**What to produce:**
Except for images, print the whole listing verbatim.

**Material shown:**
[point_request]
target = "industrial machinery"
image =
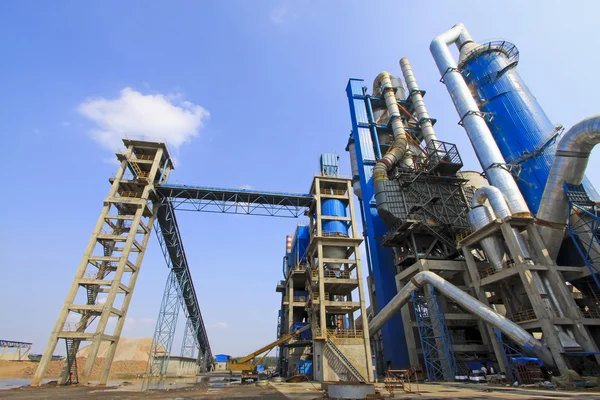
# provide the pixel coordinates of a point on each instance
(246, 365)
(488, 248)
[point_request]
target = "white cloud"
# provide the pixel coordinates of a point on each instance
(220, 325)
(151, 116)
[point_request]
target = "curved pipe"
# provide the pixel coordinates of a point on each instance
(496, 199)
(572, 156)
(469, 303)
(399, 145)
(417, 100)
(485, 147)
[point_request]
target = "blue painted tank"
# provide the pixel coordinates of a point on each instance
(520, 127)
(299, 245)
(335, 208)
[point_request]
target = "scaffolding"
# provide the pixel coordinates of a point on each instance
(438, 355)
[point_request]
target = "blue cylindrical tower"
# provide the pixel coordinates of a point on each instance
(334, 208)
(518, 123)
(521, 128)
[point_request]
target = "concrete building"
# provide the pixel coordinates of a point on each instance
(221, 362)
(14, 351)
(182, 366)
(320, 285)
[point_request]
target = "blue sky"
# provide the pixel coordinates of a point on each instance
(249, 93)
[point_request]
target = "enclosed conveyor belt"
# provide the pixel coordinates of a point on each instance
(519, 335)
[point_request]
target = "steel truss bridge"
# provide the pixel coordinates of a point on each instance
(179, 289)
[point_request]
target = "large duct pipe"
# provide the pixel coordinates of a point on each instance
(485, 147)
(572, 155)
(501, 210)
(398, 147)
(479, 217)
(418, 104)
(489, 316)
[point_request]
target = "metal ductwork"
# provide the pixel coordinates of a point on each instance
(399, 145)
(397, 150)
(470, 304)
(417, 100)
(500, 209)
(472, 118)
(569, 166)
(479, 217)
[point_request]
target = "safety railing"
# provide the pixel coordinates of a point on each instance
(345, 333)
(590, 313)
(463, 234)
(336, 192)
(486, 272)
(337, 274)
(525, 315)
(144, 157)
(130, 194)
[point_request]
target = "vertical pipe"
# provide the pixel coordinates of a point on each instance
(472, 119)
(418, 104)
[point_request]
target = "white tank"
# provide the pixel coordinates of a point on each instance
(475, 179)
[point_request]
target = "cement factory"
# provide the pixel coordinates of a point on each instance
(495, 268)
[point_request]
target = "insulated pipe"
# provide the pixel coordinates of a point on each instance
(570, 162)
(496, 199)
(398, 147)
(417, 99)
(479, 217)
(485, 147)
(470, 304)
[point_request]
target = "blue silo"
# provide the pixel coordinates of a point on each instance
(332, 207)
(520, 127)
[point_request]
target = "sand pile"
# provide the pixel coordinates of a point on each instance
(27, 369)
(128, 349)
(130, 358)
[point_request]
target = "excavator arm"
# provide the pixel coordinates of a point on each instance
(244, 363)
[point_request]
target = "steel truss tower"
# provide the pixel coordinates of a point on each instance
(138, 199)
(105, 279)
(332, 276)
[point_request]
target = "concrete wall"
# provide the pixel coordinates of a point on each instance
(14, 354)
(182, 366)
(220, 366)
(327, 367)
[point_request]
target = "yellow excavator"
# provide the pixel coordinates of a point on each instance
(248, 368)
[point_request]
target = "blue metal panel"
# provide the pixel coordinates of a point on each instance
(222, 358)
(380, 259)
(520, 126)
(330, 164)
(305, 367)
(334, 208)
(299, 245)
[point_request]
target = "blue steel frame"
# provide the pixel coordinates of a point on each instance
(380, 259)
(440, 363)
(179, 290)
(585, 230)
(235, 201)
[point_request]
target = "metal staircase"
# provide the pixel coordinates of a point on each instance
(346, 361)
(584, 227)
(440, 361)
(72, 347)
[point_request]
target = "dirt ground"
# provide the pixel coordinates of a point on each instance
(294, 391)
(198, 391)
(26, 369)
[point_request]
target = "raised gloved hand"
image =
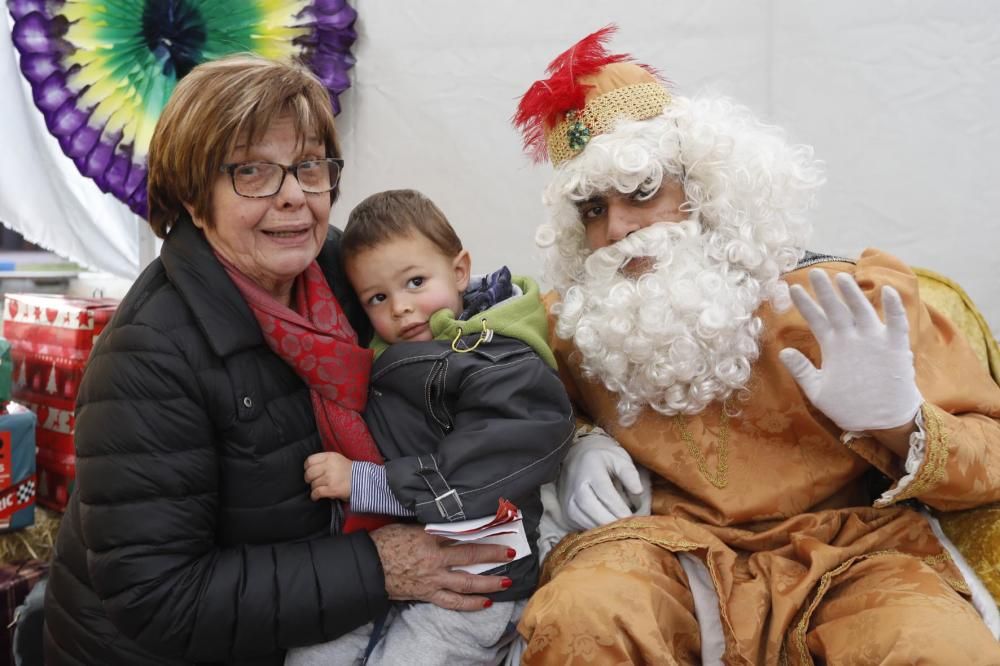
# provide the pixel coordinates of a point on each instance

**Worked solution:**
[point_request]
target = "industrial machinery"
image =
# provide the pixel coordinates of a point on each instance
(246, 365)
(488, 248)
[point_request]
target = "white cloud"
# provide the pixel coordinates of a point on each instance
(220, 325)
(151, 116)
[point_request]
target = "curved pipe"
# provide the pixel coordinates of a point on each instance
(496, 199)
(572, 156)
(469, 303)
(399, 145)
(417, 100)
(485, 147)
[point_request]
target = "blue painted tank"
# provide the pixel coordinates of a point on each instance
(520, 127)
(299, 245)
(335, 208)
[point_request]
target = "scaffolding"
# provide the pixel coordinates of a point on each instance
(438, 355)
[point_request]
target = "blue cylindrical tower"
# provide the pixel coordinates of a point on each instance
(334, 208)
(518, 123)
(521, 128)
[point_request]
target = "concrete building"
# provide the pixel coordinates of a point on each instance
(221, 362)
(14, 351)
(182, 366)
(320, 285)
[point_request]
target = "blue sky"
# provide the pixel coordinates of a point on each instance
(249, 93)
[point_request]
target = "enclosed conveyor belt"
# provide the pixel coordinates of a point on each instance
(519, 335)
[point_request]
target = "steel truss bridge"
# provide the pixel coordinates of a point on each instance
(179, 289)
[point_request]
target = "large duct pipe"
# provide the pixel coordinates of a point on each instance
(485, 147)
(572, 155)
(501, 210)
(398, 147)
(479, 217)
(418, 104)
(489, 316)
[point_request]
target = "metal ductwork"
# provide the pixel coordinates of a point on each instance
(399, 145)
(397, 150)
(470, 304)
(417, 100)
(500, 209)
(472, 118)
(569, 166)
(479, 217)
[point_request]
target = "safety railing"
# provide the pixel coordinates of a point on each instance
(345, 333)
(590, 313)
(463, 234)
(336, 192)
(486, 272)
(337, 274)
(525, 315)
(144, 157)
(130, 194)
[point_request]
target = "vertical pipe"
# provide the pixel coordinates of a point on each instance
(472, 119)
(418, 104)
[point_request]
target = "white tank"
# provide the pixel coordinates of a point on each instance
(475, 179)
[point_request]
target = "cement factory"
# provide the pixel coordinates of a point on each instance
(495, 268)
[point_request]
target = "insulated pipe"
# provide the pixel coordinates of a point on each instance
(570, 162)
(496, 199)
(398, 147)
(417, 99)
(479, 217)
(485, 147)
(470, 304)
[point_request]
target = "blue silo"
# provide the pixel coordinates of a point on each instance
(332, 207)
(520, 127)
[point_request]
target = "sand pile"
# provide the pixel coordinates of a point on each instance
(27, 369)
(128, 349)
(130, 358)
[point_request]
target = "excavator arm"
# provide the pixel coordinates of a point on each instance
(244, 363)
[point_request]
target = "steel truss tower"
# provide the pixel coordinates of a point on each instance
(138, 199)
(105, 279)
(332, 276)
[point_request]
target = "concrete wall"
# provide the pixel coordinates of a point on each instance
(14, 354)
(182, 366)
(220, 366)
(327, 367)
[point_request]
target = "yellow excavator"
# provide the pixel coordinates of a point on each instance
(248, 368)
[point_request]
target = "blue metal panel"
# provide the pixel coordinates of a point on each instance
(222, 358)
(380, 259)
(520, 126)
(330, 164)
(305, 367)
(334, 208)
(299, 245)
[point_request]
target = "blue steel frame"
# provide the pixel coordinates of a point on each instance
(380, 259)
(440, 363)
(179, 290)
(585, 230)
(235, 201)
[point_request]
target = "metal staircase"
# provide the pixel coordinates of a point on each instance
(346, 361)
(584, 227)
(440, 361)
(72, 347)
[point_request]
target = "dirt ground"
# provide the pixel coordinates of a point on each instance
(294, 391)
(198, 391)
(26, 369)
[point_request]
target = "raised gloved hand"
image =
# provide the pixel coordinates of a point on each instance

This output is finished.